A luta contra a Covid-19 tem demandado uma compatibilidade entre disposições transitórias e excepcionais e restrição ou limitação dos direitos tomada no contexto da aplicação do estado de emergência.
Não resta dúvida de que as circunstâncias atuais afetam inevitavelmente a saúde e o exercício da liberdade individual, de movimento e residência, de expatriação, de reunião e associação, de livre pensamento e expressão e de iniciativa econômica. Isso coloca em confronto quase todos os valores constitucionais.
A pretexto de proteção à saúde pública e a necessidade de redução da “curva de contágio”, as limitações a direitos fundamentais geram sérias dúvidas constitucionais de molde que uma aplicação agressiva das restrições de liberdades com mecanismos de vigilância ostensivos não pode estar desassociada do estrito universo da proteção à higidez pública como um todo, com distinção e proporcionalidade aos valores.
De tal modo, desmedidas ações, ao largo da realidade social, criam uma situação humanitária calamitosa, desnecessariamente calamitosa. Assim, políticos, jornalistas, ativistas, magistrados devem se acautelar ao usarem o “estado de emergência” com o propósito único de dar ênfase teórica a seus próprios discursos, acabando por desorientar os cidadãos.
Em verdade, despreparam para o real estado de necessidade que exige respostas rápidas, adequadas e coordenadas, com execução de políticas públicas efetivas na direção de todos afetados pela crise, sem exceção!
A situação de emergência, que implica suspensão de garantias jurídico-constitucionais destinadas a tutelar os direitos humanos por excelência, prevista está em momentos de guerra ou turbação político-social, e não pode desproteger a ordem democrática e institucional.

#### [DADOS EXTRAÍDOS]

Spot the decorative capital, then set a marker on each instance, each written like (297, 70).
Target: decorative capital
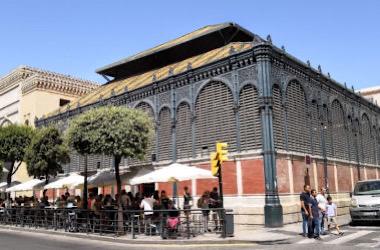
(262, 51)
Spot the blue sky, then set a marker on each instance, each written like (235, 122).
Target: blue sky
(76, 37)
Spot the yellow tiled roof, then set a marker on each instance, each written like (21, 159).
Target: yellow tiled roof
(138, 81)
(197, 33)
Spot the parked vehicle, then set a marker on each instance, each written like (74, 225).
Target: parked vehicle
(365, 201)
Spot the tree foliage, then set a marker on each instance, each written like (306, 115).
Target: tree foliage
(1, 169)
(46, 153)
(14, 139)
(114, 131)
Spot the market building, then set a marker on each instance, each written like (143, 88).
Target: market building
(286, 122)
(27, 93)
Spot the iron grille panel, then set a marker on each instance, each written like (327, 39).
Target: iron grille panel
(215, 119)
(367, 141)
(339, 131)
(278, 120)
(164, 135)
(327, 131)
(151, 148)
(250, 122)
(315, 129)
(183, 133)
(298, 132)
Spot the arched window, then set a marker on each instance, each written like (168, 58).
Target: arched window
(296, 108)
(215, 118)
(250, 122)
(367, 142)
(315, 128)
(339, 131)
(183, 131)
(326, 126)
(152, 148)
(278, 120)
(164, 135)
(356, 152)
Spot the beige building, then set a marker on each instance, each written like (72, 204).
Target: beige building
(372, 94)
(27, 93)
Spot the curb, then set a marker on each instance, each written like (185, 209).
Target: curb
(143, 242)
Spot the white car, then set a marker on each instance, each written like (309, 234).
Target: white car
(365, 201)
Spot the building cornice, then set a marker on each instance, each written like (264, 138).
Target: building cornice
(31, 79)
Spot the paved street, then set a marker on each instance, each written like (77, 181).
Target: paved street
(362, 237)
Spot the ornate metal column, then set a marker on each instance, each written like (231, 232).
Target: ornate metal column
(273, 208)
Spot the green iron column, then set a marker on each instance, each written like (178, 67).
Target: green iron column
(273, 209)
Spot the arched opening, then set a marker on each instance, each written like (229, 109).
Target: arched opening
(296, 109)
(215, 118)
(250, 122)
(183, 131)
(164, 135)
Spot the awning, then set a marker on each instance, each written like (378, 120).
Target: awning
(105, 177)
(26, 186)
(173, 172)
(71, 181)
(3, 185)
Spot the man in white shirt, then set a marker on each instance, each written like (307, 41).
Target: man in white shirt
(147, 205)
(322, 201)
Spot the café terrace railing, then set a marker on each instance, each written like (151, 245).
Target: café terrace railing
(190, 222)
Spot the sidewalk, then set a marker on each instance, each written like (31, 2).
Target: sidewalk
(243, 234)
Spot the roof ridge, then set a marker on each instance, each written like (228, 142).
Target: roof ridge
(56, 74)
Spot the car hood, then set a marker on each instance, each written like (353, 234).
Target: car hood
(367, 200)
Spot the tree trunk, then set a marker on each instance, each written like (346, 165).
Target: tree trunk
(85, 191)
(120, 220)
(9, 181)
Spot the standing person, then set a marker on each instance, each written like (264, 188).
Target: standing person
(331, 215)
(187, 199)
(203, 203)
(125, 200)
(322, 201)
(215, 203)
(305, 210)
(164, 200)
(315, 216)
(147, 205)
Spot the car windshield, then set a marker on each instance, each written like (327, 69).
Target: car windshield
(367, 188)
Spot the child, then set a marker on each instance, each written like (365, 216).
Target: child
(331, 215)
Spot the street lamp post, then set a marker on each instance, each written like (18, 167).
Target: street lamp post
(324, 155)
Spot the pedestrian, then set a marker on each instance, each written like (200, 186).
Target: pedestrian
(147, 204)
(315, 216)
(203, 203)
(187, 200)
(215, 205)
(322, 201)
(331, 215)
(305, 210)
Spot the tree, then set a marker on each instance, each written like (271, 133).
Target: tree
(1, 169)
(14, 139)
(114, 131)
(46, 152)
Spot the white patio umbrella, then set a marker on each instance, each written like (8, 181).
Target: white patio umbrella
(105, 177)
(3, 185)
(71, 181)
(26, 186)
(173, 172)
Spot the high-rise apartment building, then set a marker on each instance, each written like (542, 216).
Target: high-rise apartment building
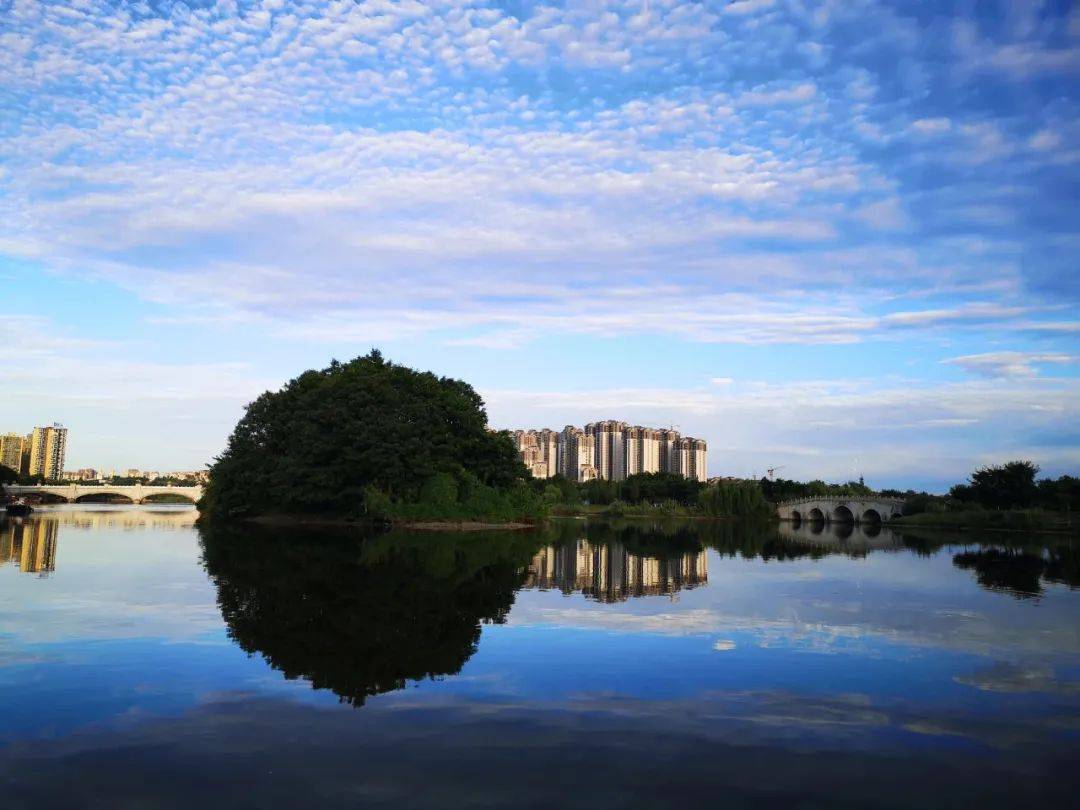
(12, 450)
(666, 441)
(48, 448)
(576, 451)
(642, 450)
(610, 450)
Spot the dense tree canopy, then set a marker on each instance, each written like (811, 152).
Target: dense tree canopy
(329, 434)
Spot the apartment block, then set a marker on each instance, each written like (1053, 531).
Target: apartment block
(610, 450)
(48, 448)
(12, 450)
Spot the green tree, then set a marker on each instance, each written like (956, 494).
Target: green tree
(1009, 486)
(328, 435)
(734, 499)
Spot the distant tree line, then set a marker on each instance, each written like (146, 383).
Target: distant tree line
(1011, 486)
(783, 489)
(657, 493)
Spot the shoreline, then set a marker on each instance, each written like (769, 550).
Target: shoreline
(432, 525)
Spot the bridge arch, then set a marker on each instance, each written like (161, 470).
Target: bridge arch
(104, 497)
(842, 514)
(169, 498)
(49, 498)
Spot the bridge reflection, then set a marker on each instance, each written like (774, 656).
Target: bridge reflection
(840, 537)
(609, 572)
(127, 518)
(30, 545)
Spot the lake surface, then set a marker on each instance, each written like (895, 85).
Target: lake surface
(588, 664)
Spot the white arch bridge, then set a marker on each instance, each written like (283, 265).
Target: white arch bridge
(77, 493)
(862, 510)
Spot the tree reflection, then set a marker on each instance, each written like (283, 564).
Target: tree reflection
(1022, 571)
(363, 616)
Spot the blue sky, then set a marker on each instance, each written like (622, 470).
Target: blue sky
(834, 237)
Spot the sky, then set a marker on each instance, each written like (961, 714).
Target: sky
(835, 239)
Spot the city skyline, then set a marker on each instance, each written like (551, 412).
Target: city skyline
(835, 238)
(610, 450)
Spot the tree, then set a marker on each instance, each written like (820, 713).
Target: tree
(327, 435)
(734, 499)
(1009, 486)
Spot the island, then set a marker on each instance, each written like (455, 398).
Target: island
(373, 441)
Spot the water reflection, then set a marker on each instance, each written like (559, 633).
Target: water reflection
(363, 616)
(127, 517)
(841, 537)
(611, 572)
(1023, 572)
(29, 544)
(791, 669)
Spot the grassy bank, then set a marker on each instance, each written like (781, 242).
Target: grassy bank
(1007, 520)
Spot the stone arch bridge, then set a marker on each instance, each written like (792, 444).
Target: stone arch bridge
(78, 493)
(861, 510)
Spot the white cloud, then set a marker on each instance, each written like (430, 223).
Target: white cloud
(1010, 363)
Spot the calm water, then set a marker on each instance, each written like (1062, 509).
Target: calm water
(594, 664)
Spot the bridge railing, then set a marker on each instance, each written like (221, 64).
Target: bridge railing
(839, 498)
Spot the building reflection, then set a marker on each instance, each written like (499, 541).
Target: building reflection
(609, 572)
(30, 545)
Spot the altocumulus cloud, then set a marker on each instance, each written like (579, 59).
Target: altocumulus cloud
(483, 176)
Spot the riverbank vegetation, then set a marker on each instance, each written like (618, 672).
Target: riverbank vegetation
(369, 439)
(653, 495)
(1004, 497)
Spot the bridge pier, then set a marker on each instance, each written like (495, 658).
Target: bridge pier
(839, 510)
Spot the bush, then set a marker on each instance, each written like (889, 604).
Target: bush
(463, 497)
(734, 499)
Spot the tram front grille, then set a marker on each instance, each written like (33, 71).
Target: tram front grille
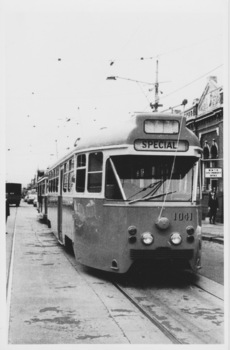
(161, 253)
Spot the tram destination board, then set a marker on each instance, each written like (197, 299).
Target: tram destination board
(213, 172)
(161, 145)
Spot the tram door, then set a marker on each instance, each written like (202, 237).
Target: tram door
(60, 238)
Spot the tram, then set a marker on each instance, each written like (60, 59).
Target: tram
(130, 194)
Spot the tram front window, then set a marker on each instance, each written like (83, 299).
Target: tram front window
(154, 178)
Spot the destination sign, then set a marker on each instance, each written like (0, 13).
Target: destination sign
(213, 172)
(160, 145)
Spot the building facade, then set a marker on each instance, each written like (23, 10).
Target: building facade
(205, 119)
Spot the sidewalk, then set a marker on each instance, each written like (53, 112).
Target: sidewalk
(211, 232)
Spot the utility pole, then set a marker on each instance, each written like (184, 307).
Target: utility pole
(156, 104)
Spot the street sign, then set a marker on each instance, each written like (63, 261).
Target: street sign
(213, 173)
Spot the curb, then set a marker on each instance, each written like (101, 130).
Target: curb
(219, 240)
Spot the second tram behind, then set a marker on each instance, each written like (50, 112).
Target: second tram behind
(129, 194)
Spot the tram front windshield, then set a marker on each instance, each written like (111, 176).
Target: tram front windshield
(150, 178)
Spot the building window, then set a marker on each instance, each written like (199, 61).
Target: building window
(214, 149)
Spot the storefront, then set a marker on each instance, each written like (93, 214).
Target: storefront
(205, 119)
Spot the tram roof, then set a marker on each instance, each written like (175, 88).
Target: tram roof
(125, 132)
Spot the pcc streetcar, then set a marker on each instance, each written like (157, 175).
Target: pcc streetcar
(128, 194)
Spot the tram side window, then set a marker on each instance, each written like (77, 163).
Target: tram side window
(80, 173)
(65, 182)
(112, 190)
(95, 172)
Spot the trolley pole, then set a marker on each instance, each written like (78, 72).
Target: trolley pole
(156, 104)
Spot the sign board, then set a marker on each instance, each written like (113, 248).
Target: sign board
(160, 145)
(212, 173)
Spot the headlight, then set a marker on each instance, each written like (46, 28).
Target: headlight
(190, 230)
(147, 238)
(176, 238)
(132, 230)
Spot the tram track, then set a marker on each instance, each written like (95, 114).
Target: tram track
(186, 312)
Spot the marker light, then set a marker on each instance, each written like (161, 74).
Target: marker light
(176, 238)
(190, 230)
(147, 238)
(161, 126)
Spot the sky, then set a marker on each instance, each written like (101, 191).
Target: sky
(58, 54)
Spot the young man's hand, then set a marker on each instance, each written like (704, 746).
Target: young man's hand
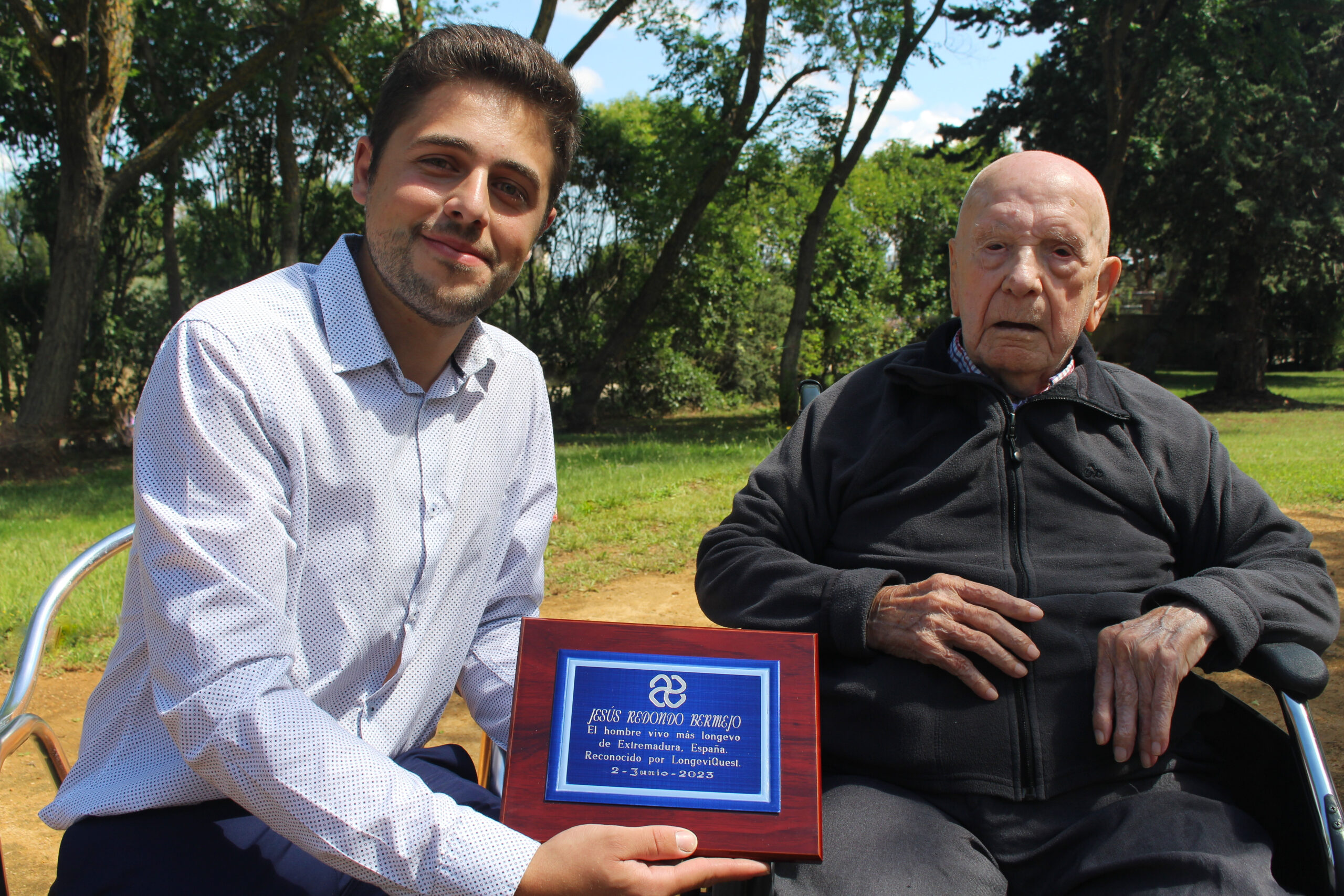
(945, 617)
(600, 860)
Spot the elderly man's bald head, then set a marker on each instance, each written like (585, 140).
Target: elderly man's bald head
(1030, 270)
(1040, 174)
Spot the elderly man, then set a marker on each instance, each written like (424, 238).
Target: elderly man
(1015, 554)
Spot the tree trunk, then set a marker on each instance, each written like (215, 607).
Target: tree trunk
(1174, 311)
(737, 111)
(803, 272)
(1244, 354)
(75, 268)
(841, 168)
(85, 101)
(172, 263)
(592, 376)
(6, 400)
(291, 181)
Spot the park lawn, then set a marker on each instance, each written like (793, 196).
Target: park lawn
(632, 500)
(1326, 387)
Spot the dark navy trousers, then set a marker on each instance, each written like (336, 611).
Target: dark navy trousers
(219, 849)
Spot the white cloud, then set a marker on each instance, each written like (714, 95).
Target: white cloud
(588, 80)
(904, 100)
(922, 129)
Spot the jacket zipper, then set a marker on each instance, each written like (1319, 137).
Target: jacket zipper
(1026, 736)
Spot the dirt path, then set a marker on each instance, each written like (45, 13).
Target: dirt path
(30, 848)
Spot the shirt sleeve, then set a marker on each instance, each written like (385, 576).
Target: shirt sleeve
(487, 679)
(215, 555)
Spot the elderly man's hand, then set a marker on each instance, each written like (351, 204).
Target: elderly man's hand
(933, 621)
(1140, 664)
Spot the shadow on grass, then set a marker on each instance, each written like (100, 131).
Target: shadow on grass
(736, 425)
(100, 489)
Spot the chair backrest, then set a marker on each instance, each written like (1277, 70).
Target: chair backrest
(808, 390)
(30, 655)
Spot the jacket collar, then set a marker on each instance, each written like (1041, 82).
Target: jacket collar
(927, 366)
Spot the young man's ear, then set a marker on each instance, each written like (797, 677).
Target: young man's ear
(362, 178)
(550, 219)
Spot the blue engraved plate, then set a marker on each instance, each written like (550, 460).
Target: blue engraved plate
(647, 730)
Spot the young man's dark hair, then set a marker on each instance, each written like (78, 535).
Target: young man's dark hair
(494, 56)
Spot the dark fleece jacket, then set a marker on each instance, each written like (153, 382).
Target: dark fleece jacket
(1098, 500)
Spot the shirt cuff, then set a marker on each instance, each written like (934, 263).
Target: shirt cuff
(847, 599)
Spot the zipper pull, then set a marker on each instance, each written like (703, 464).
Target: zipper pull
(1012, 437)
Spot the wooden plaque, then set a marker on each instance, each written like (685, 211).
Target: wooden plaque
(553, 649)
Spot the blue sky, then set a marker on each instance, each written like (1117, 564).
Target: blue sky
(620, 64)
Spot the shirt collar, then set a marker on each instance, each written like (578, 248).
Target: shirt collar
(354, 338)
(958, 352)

#### [ATIVIDADE 1]
Liste os grupos que, segundo o texto sobre a Covid-19 e o estado de emergência, devem se acautelar ao usar o "estado de emergência".
#### [ATIVIDADE 2]
Por favor, reproduza o trecho do texto sobre a Covid-19 e o estado de emergência que vai de "Não resta dúvida" até "os valores constitucionais.", inclusive.
#### [ATIVIDADE 3]
Prossiga com o texto sobre a Covid-19 e o estado de emergência a partir do ponto em que ele termina.

#### [RESULTADO 1]
políticos
jornalistas
ativistas
magistrados

#### [RESULTADO 2]
Não resta dúvida de que as circunstâncias atuais afetam inevitavelmente a saúde e o exercício da liberdade individual, de movimento e residência, de expatriação, de reunião e associação, de livre pensamento e expressão e de iniciativa econômica. Isso coloca em confronto quase todos os valores constitucionais.

#### [RESULTADO 3]
As medidas devem ter o aval do Congresso Nacional, nomeadamente com a decretação dos instrumentos legais necessários porquanto o estado de “guerra” que justifique acentuadas limitações de direitos somente possui validade na proporcionalidade, ponderação e no uso dos poderes necessários para que não se coloque em risco a própria subsistência da sociedade e de seus membros.
O critério geral para avaliar a idoneidade das intervenções institucionais em situações de emergência legitima-se a partir do equilíbrio dos valores fundamentais.
Nenhuma instituição pode se achar no exercício do poder soberano, vendo-se a si mesma acima da Constituição. Somente sendo leal à lei e estando a serviço de seu povo, com o consentimento deste, o exercício coercitivo do Estado justifica-se como ferramenta única de gestão dos direitos políticos, civis e econômicos.
Tal exercício longe está de colocar em risco a democracia e deve estabelecer a confiança da população nesta mediante um equilíbrio jurídico-institucional.
A restrição de direitos e a expansão de deveres encontra seu pressuposto no Estado democrático de Direito e jamais na autocomplacência.